**MATERIAL SHOWN**.
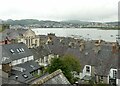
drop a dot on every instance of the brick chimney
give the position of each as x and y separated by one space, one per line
114 48
82 46
97 46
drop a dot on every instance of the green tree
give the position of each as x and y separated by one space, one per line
67 64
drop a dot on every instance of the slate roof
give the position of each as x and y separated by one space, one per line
9 81
11 33
40 52
56 77
6 51
28 70
102 61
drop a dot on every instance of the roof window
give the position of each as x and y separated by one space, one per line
12 51
25 76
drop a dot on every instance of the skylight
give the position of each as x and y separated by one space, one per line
18 50
22 49
25 76
12 51
32 66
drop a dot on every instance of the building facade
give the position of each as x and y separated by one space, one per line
30 39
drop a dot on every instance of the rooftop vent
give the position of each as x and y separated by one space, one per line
12 51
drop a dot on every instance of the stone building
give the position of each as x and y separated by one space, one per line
30 39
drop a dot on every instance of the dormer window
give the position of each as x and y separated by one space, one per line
32 66
25 76
22 49
87 69
12 51
18 50
114 74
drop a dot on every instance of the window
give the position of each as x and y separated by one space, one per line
87 69
101 78
22 49
22 60
32 66
25 76
12 51
114 74
18 50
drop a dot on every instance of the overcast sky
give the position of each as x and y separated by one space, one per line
90 10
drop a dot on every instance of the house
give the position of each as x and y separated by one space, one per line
17 62
30 39
55 78
97 57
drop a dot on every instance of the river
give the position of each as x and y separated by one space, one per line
85 33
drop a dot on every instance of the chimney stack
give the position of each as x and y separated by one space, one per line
97 46
82 46
114 48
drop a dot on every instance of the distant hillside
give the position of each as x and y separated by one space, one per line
112 23
35 21
77 22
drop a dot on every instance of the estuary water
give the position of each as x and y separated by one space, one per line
85 33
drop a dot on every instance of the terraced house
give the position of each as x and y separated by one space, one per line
17 62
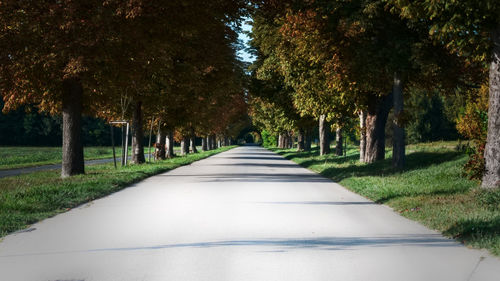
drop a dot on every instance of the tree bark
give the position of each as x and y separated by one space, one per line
204 144
169 144
491 178
137 135
160 142
307 140
362 139
398 137
209 142
300 140
324 141
72 149
192 142
376 118
339 141
213 142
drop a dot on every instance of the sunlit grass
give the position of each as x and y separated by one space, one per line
26 199
431 189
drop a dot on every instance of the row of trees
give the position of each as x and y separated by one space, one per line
336 61
171 62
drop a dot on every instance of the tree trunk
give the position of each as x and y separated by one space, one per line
72 106
209 142
169 144
307 140
213 142
398 138
300 140
324 141
204 144
184 146
137 135
362 139
376 118
491 178
192 142
160 143
339 141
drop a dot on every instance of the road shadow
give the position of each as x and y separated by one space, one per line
331 203
289 244
256 177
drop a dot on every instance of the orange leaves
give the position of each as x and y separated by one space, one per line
74 68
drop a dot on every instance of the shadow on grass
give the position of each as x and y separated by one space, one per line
414 161
477 231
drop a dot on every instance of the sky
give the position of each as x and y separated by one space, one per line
244 55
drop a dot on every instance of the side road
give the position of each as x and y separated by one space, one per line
245 214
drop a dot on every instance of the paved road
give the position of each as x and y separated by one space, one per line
246 214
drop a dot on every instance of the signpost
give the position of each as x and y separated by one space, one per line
124 144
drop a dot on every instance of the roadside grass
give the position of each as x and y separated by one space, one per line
431 189
26 199
15 157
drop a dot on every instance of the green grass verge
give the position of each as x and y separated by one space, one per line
26 199
430 190
15 157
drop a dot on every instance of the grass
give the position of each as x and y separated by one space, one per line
15 157
26 199
431 189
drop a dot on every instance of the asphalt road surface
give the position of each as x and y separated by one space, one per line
245 214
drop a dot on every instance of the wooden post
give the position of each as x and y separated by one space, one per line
126 144
150 133
113 145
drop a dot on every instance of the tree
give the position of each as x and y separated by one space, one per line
470 29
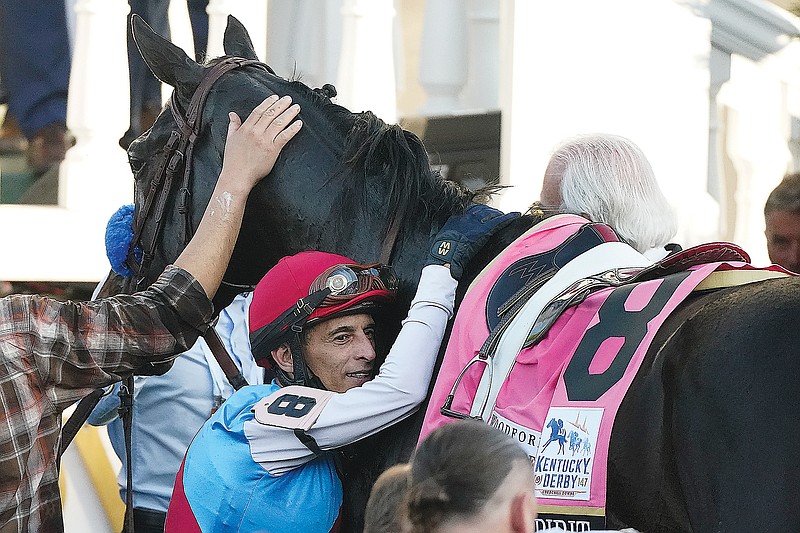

**EXERCISE DIRECTIONS**.
Go through the entries above and say how many lines include the word "grass". Give the number only.

**ANSWER SECTION**.
5